> **PROMPT**:
Begin at the line containing "Each instance of the tent frame" and copy exactly through the last line of the listing, skipping every picture.

- - - -

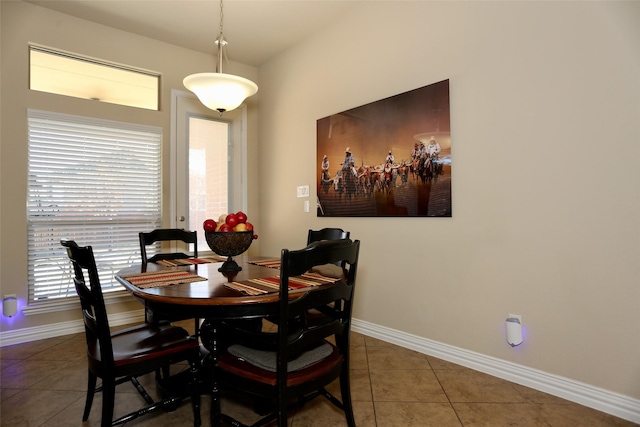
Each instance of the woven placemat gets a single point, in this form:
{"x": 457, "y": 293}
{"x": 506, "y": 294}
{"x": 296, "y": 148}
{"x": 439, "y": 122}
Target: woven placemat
{"x": 265, "y": 285}
{"x": 154, "y": 279}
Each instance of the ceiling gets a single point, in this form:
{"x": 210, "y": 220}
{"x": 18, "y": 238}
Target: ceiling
{"x": 256, "y": 30}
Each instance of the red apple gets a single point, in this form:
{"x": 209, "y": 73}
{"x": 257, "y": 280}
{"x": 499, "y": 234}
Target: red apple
{"x": 209, "y": 225}
{"x": 242, "y": 217}
{"x": 232, "y": 220}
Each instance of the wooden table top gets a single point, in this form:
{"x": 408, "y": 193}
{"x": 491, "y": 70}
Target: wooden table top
{"x": 209, "y": 292}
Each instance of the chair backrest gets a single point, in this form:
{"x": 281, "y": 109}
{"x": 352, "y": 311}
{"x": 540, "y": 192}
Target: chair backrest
{"x": 94, "y": 313}
{"x": 334, "y": 302}
{"x": 327, "y": 234}
{"x": 165, "y": 235}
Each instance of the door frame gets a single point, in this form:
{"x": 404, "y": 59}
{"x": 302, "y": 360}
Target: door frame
{"x": 239, "y": 125}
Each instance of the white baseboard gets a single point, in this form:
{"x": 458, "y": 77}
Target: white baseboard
{"x": 603, "y": 400}
{"x": 612, "y": 403}
{"x": 20, "y": 336}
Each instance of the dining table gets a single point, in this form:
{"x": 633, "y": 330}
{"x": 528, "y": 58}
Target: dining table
{"x": 196, "y": 289}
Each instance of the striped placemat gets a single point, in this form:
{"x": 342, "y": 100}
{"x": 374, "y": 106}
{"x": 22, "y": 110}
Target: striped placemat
{"x": 265, "y": 285}
{"x": 154, "y": 279}
{"x": 189, "y": 261}
{"x": 271, "y": 263}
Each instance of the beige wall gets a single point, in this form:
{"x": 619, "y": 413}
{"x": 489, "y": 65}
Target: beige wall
{"x": 545, "y": 130}
{"x": 23, "y": 23}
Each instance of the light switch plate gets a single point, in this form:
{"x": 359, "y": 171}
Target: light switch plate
{"x": 303, "y": 191}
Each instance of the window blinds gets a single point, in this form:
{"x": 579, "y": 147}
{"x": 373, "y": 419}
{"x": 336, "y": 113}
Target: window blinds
{"x": 97, "y": 182}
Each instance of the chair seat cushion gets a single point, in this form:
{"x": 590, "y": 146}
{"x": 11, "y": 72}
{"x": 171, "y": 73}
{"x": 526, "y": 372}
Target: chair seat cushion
{"x": 142, "y": 342}
{"x": 329, "y": 270}
{"x": 267, "y": 359}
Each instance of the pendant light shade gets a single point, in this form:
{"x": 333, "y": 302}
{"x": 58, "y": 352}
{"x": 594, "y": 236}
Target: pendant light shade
{"x": 219, "y": 91}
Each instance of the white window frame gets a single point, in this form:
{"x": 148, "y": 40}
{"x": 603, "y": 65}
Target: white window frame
{"x": 92, "y": 180}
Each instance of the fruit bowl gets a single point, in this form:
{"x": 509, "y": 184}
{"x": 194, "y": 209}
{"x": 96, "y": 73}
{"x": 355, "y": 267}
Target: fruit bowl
{"x": 229, "y": 244}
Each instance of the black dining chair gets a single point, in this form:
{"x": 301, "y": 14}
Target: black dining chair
{"x": 296, "y": 363}
{"x": 124, "y": 355}
{"x": 327, "y": 234}
{"x": 167, "y": 235}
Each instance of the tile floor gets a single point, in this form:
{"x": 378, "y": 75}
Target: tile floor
{"x": 42, "y": 383}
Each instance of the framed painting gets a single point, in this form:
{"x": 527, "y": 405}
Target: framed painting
{"x": 388, "y": 158}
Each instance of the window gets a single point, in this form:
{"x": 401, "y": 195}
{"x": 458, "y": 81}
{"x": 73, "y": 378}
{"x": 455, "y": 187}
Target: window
{"x": 73, "y": 75}
{"x": 95, "y": 181}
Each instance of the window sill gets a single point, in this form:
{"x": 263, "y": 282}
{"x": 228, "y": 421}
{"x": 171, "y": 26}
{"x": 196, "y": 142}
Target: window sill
{"x": 68, "y": 304}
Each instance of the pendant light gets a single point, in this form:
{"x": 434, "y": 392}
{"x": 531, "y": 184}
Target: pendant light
{"x": 219, "y": 91}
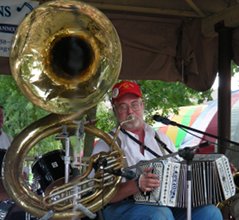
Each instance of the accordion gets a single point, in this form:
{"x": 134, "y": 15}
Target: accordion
{"x": 212, "y": 181}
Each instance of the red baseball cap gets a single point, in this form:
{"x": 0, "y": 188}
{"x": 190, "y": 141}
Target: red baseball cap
{"x": 125, "y": 87}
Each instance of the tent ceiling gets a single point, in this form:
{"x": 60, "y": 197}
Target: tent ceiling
{"x": 173, "y": 40}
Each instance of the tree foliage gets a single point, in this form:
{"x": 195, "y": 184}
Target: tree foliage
{"x": 159, "y": 96}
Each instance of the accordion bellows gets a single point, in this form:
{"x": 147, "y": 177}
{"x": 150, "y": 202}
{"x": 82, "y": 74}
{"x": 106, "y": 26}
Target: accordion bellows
{"x": 212, "y": 181}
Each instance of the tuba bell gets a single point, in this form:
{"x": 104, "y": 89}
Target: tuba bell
{"x": 65, "y": 56}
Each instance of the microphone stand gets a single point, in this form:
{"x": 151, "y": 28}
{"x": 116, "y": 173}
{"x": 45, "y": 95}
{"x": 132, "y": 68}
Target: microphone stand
{"x": 188, "y": 155}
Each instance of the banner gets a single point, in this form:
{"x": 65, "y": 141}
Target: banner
{"x": 12, "y": 13}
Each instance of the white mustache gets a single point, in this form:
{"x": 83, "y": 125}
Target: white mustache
{"x": 129, "y": 118}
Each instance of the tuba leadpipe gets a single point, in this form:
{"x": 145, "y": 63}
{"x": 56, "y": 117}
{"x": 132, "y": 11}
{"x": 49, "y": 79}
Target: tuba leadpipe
{"x": 65, "y": 56}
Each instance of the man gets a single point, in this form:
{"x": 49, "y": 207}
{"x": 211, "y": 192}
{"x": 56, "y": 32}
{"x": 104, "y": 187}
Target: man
{"x": 128, "y": 108}
{"x": 5, "y": 140}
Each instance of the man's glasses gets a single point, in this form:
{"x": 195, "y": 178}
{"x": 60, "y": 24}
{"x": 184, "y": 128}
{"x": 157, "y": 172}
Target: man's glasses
{"x": 135, "y": 106}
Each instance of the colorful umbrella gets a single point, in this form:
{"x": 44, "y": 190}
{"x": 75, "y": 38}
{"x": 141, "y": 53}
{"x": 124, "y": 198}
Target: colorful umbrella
{"x": 186, "y": 116}
{"x": 207, "y": 122}
{"x": 203, "y": 118}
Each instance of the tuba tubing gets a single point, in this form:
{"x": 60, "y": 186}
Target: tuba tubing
{"x": 66, "y": 70}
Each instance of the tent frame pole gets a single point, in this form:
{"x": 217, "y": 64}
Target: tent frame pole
{"x": 224, "y": 88}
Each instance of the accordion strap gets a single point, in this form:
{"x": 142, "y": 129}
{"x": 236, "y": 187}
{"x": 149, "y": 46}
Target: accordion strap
{"x": 162, "y": 145}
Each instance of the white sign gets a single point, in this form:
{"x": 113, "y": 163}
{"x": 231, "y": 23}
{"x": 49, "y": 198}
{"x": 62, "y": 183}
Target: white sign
{"x": 12, "y": 13}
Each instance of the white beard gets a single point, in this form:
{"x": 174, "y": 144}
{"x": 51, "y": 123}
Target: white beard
{"x": 134, "y": 123}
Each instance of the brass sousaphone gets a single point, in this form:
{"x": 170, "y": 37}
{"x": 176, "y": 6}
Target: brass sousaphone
{"x": 65, "y": 56}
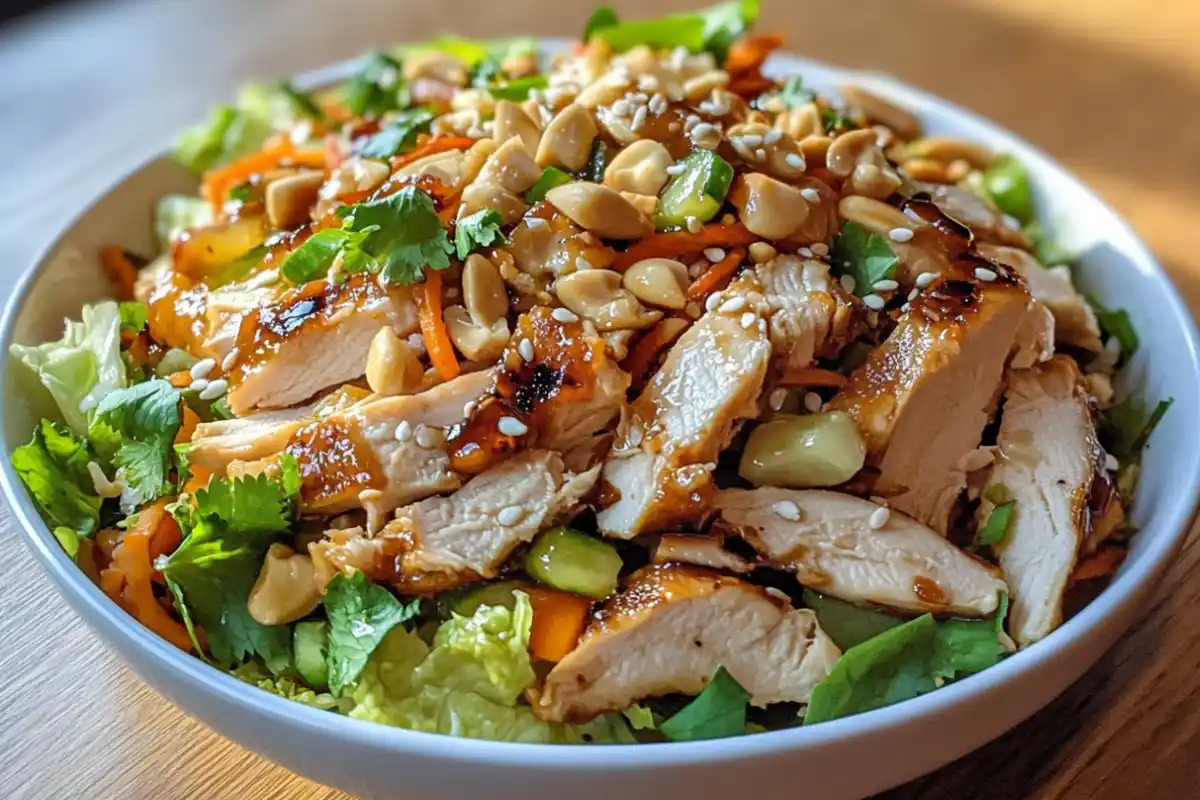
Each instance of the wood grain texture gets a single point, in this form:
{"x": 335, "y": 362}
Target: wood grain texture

- - - -

> **RESULT FOR THIS EXERCISE**:
Each instance of the tent frame pole gets a single point, in this form:
{"x": 217, "y": 64}
Target: tent frame pole
{"x": 224, "y": 88}
Each instance of the accordion strap gets a single point, in this form:
{"x": 142, "y": 129}
{"x": 236, "y": 187}
{"x": 149, "y": 46}
Target: accordion strap
{"x": 162, "y": 145}
Each instance of the white sign gets a single point, in this form:
{"x": 113, "y": 163}
{"x": 231, "y": 23}
{"x": 49, "y": 198}
{"x": 62, "y": 183}
Target: white sign
{"x": 12, "y": 13}
Each instance of the white beard gets a single point, in this form:
{"x": 174, "y": 144}
{"x": 51, "y": 123}
Target: white beard
{"x": 134, "y": 123}
Each instance of the brass sousaphone gets a single point, in this form:
{"x": 170, "y": 37}
{"x": 176, "y": 6}
Target: brass sousaphone
{"x": 65, "y": 56}
Each instance of the wood grain texture gets a single point, in this form:
{"x": 335, "y": 362}
Target: wood grain texture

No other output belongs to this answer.